**Brief:** From the line containing "Mark the black cowboy" to the last line below, retype everything word for word.
______________________________
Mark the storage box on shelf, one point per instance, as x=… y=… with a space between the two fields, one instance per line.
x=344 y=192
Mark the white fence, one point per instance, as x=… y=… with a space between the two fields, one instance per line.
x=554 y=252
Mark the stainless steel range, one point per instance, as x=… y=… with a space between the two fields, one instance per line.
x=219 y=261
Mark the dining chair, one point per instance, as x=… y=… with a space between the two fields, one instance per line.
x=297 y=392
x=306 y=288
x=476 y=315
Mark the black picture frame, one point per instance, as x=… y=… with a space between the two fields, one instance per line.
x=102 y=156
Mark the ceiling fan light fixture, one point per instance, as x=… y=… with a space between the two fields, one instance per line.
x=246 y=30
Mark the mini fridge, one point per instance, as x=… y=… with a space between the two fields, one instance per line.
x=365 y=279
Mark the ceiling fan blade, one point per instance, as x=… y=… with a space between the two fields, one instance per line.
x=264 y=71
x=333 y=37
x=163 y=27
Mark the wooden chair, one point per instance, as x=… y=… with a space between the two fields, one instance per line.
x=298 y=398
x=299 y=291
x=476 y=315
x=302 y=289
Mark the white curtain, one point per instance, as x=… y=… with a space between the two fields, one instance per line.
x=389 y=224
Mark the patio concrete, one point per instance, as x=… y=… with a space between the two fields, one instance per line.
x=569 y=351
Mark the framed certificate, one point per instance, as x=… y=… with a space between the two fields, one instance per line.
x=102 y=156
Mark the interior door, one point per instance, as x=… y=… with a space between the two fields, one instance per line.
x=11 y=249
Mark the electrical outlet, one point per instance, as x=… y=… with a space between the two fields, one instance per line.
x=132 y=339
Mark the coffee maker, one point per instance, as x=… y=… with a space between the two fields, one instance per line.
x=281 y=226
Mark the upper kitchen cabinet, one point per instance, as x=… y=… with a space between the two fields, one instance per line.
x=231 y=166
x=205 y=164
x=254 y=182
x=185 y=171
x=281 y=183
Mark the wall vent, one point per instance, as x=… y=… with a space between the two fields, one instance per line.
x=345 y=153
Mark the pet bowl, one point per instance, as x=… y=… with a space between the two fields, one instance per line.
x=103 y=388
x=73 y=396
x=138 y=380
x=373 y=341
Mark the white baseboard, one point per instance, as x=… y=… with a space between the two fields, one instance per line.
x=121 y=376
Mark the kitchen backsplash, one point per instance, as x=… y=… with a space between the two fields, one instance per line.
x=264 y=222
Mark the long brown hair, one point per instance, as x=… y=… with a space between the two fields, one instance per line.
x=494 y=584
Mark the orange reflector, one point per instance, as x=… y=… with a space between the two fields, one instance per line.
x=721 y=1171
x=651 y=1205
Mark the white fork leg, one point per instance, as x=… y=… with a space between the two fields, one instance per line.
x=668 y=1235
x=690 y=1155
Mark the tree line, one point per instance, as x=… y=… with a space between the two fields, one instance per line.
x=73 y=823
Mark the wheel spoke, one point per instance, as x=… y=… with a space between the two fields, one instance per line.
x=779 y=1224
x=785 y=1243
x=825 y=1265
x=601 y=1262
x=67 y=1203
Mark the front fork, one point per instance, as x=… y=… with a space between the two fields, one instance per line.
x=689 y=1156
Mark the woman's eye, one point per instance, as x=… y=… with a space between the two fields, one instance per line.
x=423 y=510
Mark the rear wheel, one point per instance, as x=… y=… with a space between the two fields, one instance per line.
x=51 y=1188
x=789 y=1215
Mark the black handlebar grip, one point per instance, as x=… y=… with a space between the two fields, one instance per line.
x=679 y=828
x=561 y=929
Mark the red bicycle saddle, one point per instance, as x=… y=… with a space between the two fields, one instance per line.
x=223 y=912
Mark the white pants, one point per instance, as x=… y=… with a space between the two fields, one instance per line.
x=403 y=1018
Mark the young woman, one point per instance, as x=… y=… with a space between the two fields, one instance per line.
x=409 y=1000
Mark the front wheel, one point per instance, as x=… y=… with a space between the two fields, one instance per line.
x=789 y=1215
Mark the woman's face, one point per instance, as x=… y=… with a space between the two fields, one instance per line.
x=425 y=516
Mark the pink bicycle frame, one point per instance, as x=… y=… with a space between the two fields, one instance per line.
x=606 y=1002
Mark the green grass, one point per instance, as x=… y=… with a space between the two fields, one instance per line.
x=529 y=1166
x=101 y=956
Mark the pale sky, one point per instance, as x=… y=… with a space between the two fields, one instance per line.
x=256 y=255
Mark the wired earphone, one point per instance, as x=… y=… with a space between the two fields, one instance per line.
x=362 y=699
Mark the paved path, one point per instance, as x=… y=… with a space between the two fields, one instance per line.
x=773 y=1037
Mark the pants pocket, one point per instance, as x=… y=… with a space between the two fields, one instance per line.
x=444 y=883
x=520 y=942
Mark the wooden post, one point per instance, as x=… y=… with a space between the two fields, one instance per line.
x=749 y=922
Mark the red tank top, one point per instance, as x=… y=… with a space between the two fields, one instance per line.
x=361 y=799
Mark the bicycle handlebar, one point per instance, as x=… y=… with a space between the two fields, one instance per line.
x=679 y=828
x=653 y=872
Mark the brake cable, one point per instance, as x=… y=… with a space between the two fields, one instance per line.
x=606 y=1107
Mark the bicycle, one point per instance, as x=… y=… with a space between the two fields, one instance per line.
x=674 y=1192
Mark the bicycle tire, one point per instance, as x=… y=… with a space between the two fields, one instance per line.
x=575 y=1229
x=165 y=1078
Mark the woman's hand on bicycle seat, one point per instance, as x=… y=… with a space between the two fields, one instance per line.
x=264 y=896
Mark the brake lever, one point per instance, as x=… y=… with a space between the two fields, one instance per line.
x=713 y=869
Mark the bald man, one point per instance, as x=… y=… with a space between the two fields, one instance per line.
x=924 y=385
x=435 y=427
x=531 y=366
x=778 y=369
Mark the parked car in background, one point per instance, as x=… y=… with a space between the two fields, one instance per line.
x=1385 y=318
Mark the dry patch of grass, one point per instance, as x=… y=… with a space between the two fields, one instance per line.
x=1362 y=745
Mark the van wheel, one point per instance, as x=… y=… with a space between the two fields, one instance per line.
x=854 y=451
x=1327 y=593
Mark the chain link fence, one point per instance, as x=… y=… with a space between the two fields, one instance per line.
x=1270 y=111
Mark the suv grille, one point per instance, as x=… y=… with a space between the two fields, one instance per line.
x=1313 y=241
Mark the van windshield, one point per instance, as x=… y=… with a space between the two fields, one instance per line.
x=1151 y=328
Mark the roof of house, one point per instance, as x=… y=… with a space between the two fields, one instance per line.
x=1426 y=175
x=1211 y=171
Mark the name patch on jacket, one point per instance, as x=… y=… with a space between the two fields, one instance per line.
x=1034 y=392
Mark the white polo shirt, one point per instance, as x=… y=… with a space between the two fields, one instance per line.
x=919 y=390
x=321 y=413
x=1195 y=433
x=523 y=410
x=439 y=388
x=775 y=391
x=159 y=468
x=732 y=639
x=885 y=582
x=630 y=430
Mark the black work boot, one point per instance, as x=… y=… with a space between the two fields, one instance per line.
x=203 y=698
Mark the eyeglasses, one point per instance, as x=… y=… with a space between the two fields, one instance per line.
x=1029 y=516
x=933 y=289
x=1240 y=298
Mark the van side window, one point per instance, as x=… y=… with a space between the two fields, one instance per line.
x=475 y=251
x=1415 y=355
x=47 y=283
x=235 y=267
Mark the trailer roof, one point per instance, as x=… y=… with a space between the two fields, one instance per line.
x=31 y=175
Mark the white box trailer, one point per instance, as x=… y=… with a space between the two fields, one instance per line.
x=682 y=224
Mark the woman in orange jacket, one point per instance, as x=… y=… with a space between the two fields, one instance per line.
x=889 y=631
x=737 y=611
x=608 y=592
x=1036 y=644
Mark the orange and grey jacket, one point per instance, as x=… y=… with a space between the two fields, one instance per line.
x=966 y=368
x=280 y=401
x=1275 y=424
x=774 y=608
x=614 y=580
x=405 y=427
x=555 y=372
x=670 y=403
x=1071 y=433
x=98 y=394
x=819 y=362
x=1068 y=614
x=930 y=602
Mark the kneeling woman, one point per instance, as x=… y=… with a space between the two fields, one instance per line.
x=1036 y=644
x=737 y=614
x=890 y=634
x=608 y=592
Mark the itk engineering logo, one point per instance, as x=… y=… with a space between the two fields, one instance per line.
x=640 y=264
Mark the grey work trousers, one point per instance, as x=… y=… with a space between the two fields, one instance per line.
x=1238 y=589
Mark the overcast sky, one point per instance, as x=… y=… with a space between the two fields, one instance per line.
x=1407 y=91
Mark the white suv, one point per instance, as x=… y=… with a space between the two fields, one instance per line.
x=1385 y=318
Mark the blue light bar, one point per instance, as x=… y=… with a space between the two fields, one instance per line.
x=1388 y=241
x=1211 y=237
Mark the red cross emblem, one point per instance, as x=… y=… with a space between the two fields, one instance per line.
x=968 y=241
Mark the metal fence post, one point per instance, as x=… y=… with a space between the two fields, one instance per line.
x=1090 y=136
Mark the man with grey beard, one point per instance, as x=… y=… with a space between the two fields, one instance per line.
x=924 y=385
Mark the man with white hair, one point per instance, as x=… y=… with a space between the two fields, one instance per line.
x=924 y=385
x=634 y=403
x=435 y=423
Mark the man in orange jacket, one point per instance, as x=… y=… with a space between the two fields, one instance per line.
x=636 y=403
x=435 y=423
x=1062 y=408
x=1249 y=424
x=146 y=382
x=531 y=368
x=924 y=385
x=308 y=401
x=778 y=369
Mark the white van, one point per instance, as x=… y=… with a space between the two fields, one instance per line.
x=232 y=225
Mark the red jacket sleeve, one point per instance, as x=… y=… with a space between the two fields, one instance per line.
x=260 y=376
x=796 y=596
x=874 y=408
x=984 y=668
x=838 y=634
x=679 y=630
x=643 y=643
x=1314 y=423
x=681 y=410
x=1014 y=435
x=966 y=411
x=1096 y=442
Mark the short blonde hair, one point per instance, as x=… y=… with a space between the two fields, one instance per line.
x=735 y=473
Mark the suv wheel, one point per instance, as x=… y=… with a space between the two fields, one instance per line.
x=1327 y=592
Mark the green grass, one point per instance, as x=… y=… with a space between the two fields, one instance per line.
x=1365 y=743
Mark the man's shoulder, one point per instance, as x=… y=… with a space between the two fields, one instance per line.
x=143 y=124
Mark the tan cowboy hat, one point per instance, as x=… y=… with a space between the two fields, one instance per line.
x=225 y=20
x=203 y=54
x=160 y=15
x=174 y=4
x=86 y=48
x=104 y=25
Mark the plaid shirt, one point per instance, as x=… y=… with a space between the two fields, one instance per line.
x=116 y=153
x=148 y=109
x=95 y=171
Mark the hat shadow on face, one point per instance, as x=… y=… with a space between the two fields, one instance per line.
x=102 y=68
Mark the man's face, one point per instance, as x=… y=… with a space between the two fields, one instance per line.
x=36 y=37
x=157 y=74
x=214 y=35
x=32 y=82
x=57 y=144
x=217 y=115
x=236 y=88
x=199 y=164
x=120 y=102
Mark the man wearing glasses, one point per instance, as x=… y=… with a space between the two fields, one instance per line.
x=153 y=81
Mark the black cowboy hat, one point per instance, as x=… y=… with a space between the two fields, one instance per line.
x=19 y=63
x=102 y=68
______________________________
**Task solution:**
Mark the black cowboy hat, one point per instance, as x=… y=… with a space between the two fields, one instance per line.
x=19 y=63
x=102 y=68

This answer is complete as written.